- GOAL OF THE EXERCISE: Write out, word for word, only the lines from the one containing "Would you be able to indicate the distant" through the final line of the data.

GIVEN INFORMATION Block Start

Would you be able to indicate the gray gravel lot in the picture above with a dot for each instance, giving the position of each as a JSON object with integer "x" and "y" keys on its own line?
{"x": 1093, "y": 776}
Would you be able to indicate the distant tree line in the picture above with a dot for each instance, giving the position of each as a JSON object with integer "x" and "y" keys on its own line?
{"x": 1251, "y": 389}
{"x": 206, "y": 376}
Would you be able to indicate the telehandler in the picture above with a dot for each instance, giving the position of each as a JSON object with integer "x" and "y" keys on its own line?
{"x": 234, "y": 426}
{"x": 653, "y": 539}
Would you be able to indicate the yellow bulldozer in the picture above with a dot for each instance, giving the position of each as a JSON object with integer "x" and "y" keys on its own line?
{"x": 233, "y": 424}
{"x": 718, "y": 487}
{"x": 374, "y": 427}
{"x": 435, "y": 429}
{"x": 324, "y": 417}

GIVEN INFORMATION Block End

- PROBLEM SOLUTION:
Would you be able to indicate the distant tree line in the picture above with a dot for each instance, giving the position of each as a JSON object with integer "x" and "y" keys on its own line?
{"x": 1251, "y": 389}
{"x": 206, "y": 376}
Would you be able to indicate the telehandler in the picture above with a dot for each instance, giving the position of each as a JSON object with integer "x" and "y" keys on its own line?
{"x": 234, "y": 426}
{"x": 653, "y": 539}
Would you be able to indicate the yellow bulldozer in the picture above with a dot for each instance, giving the position of each as a JSON object with integer "x" and "y" keys on its own line?
{"x": 233, "y": 424}
{"x": 718, "y": 487}
{"x": 374, "y": 427}
{"x": 435, "y": 429}
{"x": 324, "y": 417}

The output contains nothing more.